[Stored data]
——

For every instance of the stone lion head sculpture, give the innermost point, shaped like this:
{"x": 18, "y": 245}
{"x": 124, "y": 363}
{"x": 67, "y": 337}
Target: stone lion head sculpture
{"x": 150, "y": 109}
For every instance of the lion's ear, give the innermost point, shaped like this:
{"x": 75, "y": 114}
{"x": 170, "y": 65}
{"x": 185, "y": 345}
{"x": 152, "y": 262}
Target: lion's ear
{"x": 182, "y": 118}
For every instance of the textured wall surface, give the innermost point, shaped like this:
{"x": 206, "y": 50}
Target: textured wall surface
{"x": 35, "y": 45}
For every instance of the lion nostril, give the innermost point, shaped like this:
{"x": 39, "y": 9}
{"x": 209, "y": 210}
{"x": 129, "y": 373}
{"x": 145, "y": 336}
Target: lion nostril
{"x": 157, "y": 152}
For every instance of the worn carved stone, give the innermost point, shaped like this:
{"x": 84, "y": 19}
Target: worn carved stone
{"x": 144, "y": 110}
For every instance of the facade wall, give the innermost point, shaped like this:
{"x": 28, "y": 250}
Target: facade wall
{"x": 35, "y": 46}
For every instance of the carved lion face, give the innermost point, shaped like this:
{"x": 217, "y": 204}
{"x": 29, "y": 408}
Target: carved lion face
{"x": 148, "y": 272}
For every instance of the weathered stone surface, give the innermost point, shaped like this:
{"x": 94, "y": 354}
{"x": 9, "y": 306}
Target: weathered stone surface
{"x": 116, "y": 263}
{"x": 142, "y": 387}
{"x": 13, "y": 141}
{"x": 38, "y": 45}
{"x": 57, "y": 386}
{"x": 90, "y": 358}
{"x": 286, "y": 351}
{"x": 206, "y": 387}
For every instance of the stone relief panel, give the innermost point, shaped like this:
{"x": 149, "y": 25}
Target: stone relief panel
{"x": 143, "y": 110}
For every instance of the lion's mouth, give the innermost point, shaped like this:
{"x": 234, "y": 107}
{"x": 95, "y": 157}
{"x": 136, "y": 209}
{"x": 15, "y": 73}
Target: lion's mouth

——

■ AIM OF THE EXERCISE ■
Could you repeat all of the lines above word for word, without changing anything?

■ EXERCISE SOLUTION ■
For every instance of the stone lion head sculpture, give the innermost point, shaped like this:
{"x": 18, "y": 245}
{"x": 124, "y": 363}
{"x": 67, "y": 337}
Target: stone lion head sculpture
{"x": 150, "y": 109}
For every instance of the lion's ear, give the innermost point, shaped like this:
{"x": 75, "y": 114}
{"x": 170, "y": 65}
{"x": 185, "y": 345}
{"x": 152, "y": 262}
Target: lion's ear
{"x": 182, "y": 118}
For every instance of the textured wall surface, give the innermost point, shaped like this:
{"x": 206, "y": 50}
Target: textured wall surface
{"x": 35, "y": 45}
For every instance of the lion nostril, give the innermost point, shaped like this:
{"x": 39, "y": 9}
{"x": 209, "y": 210}
{"x": 129, "y": 373}
{"x": 145, "y": 336}
Target: lion nostril
{"x": 157, "y": 152}
For every instance of the worn carved stone, give the innermost point, shaped like this:
{"x": 84, "y": 19}
Target: worn carved stone
{"x": 144, "y": 110}
For every instance of the facade wall, give the innermost point, shaped like this:
{"x": 28, "y": 250}
Target: facade wall
{"x": 35, "y": 46}
For every instance of the carved lion face, give the innermost point, shaped like this:
{"x": 217, "y": 204}
{"x": 29, "y": 408}
Target: carved lion face
{"x": 148, "y": 272}
For every instance of the weathered stone surface, give the innermost point, shaped like this:
{"x": 94, "y": 354}
{"x": 9, "y": 306}
Target: weathered stone surface
{"x": 116, "y": 263}
{"x": 142, "y": 387}
{"x": 13, "y": 141}
{"x": 38, "y": 45}
{"x": 57, "y": 386}
{"x": 90, "y": 358}
{"x": 286, "y": 351}
{"x": 206, "y": 387}
For every instance of the stone relief panel, give the innermost point, shaped like this:
{"x": 149, "y": 25}
Target: stone relief panel
{"x": 143, "y": 110}
For every instance of the lion's mouth, give the innermost point, shaped like this:
{"x": 234, "y": 107}
{"x": 95, "y": 157}
{"x": 136, "y": 209}
{"x": 15, "y": 73}
Target: lion's mouth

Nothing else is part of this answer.